# PROBLEM TO SOLVE:
Copy word for word only the lines of the records from the one containing "of the dark" through the one containing "[(674, 328)]", including both of those lines.
****
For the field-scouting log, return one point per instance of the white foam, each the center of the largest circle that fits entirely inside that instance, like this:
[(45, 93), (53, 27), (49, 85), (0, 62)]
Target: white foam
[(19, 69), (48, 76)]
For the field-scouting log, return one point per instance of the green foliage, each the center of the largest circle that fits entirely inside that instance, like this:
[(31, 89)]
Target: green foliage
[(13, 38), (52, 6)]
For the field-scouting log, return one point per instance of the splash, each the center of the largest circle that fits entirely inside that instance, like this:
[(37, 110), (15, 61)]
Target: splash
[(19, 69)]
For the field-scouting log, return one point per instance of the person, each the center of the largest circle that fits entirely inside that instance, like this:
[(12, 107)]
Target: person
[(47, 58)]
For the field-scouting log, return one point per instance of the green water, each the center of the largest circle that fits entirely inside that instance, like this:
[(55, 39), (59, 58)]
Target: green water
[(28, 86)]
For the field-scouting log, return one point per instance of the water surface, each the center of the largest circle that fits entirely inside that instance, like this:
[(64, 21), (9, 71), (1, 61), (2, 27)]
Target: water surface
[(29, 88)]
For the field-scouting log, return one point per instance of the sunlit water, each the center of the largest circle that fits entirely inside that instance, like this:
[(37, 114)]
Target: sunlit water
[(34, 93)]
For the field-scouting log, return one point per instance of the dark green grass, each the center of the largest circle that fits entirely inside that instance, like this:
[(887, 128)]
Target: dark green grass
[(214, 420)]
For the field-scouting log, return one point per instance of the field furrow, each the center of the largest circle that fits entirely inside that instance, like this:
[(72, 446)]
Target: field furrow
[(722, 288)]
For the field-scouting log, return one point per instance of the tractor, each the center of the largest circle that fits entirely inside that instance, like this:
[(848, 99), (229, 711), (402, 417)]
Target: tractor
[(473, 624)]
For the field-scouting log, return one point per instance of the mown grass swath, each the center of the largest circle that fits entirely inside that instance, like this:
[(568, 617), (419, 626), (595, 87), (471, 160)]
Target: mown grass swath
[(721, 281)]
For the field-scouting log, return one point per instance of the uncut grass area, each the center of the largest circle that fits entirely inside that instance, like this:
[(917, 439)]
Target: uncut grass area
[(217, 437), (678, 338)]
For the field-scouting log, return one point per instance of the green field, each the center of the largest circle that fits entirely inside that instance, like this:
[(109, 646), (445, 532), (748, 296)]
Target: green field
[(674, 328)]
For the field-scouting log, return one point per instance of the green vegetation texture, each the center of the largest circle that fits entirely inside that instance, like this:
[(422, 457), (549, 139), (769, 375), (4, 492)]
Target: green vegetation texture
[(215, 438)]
****
# FULL ANSWER:
For the field-scouting log, return one point per instance of the dark green grass, each the center of the largest circle that fits entirely inside that instance, like this:
[(887, 128)]
Target: dark green grass
[(214, 420)]
For the field-scouting log, return one point per instance of the field furrow, each the center of the largest circle that fits entirely inside that instance, like this:
[(72, 446)]
Target: field furrow
[(722, 288)]
For the field-scouting log, return one point per instance of the tractor, each the center of the largest circle that fits entirely inside that instance, like this:
[(848, 99), (229, 711), (402, 417)]
Target: tractor
[(473, 624)]
For the field-scouting log, return one point per instance of the mown grass swath, each the center of the largest circle that fits entirely inside that instance, like this:
[(568, 617), (419, 626), (595, 87), (471, 160)]
Target: mown grass swath
[(721, 281)]
For the field-scouting log, return one point per instance of the uncut grass area, each the center of the largest circle that fits entirely inside that instance, like this:
[(917, 439)]
Target: uncut grass area
[(217, 437), (678, 338)]
For the field-scouting log, return one point per instance of the green field, each the center of the largest circle that fits entirely inside that instance, like this:
[(109, 646), (445, 532), (748, 296)]
Target: green field
[(674, 328)]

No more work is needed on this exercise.